# Problem requirements:
Can you pull out every line in the rows below that contains the word "blue"? Match case, so a differently capitalized form doesn't count.

# Task input:
▬▬▬

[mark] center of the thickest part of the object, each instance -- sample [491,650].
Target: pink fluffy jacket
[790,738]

▬▬▬

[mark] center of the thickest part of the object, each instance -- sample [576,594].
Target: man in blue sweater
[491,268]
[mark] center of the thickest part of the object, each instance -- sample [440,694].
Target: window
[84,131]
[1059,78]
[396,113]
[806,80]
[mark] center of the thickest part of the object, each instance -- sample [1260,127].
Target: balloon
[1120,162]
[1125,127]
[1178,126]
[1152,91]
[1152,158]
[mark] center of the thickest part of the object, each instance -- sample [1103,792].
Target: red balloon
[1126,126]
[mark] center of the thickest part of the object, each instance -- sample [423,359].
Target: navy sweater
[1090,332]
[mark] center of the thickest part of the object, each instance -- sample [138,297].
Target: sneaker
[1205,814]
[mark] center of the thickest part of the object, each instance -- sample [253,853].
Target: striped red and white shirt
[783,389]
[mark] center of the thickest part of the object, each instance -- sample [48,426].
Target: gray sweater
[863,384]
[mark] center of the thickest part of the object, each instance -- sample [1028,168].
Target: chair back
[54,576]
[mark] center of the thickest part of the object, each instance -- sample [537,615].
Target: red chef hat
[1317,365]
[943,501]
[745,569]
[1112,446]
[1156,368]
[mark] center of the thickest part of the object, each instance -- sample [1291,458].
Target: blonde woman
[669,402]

▬▬▬

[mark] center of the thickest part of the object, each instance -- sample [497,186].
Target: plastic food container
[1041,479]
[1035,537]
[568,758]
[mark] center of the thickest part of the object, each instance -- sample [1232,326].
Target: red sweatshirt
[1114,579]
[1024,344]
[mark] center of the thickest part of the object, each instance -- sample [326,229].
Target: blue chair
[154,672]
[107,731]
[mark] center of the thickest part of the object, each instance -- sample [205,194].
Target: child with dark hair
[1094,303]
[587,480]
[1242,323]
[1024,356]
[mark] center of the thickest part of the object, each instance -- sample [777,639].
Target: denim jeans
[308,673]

▬▬▬

# Answer:
Target: man in blue sweater
Target: blue chair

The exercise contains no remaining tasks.